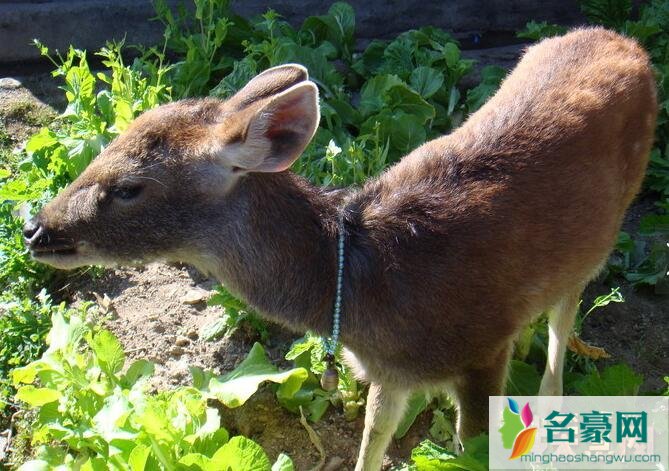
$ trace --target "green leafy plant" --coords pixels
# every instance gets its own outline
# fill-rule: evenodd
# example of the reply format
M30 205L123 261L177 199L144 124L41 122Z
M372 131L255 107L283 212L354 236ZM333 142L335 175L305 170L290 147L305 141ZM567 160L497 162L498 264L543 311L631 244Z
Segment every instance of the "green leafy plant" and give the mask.
M411 464L393 471L485 471L488 469L488 436L480 435L464 444L464 453L456 455L430 440L411 451Z
M146 380L153 364L126 365L111 332L60 311L52 314L52 324L44 355L12 371L16 399L36 412L35 459L19 469L269 471L262 448L245 437L229 438L207 399L238 407L265 381L279 383L279 394L290 397L306 371L279 372L256 344L227 375L194 369L195 386L152 394ZM290 469L287 457L279 469Z
M337 390L327 392L320 386L320 377L326 369L323 340L307 332L301 339L293 342L286 360L292 360L295 366L304 368L309 376L302 388L291 398L280 398L281 404L292 412L304 410L306 417L315 422L328 410L330 405L341 404L344 417L354 420L363 405L362 386L353 377L352 372L341 362L341 349L335 352L339 384Z
M11 293L0 298L0 412L14 392L8 379L10 371L40 357L52 313L65 311L65 304L54 306L44 290L35 300L16 299Z
M225 313L211 324L205 325L200 331L204 340L216 340L223 335L231 334L242 324L249 325L258 332L260 340L266 342L269 338L267 324L245 302L235 298L223 286L216 287L216 293L207 301L209 306L221 306Z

§ PROBLEM TO WORK ON
Rewrite the stretch from the start of the rows through the line containing "M11 293L0 298L0" as a Markdown table with the columns Number and Content. Leave out blank lines and pictures.

§ EXERCISE ANSWER
| Number | Content |
|---|---|
| 1 | $ trace --target "green leafy plant" --coords pixels |
| 2 | # every instance gets its own outline |
| 3 | # fill-rule: evenodd |
| 4 | # example of the reply format |
| 5 | M30 205L123 261L177 199L144 124L41 122Z |
| 6 | M372 131L255 107L283 212L354 236ZM333 142L335 175L305 170L290 147L305 141ZM567 160L497 162L498 264L543 311L631 244Z |
| 7 | Segment every instance of the "green leafy plant" and give the mask. |
| 8 | M411 464L393 471L485 471L488 469L488 436L480 435L464 444L464 453L456 455L430 440L411 451Z |
| 9 | M146 380L153 364L126 365L111 332L60 311L52 314L52 324L44 355L12 371L16 399L36 412L35 459L19 469L269 471L262 448L245 437L229 438L207 399L238 407L265 381L279 383L279 394L290 397L306 371L279 372L256 344L227 375L194 369L195 386L152 394ZM290 469L287 457L279 469Z |
| 10 | M337 390L327 392L320 386L320 377L326 369L323 340L307 332L301 339L293 342L286 360L292 360L295 366L304 368L309 376L302 388L291 398L280 398L281 404L292 412L304 410L306 417L315 422L328 410L330 405L341 404L344 417L354 420L363 405L362 386L353 377L352 372L341 362L341 349L335 352L339 384Z |
| 11 | M11 293L0 298L0 412L14 392L8 379L10 371L40 357L52 313L65 311L65 304L54 306L44 290L35 300L16 299Z |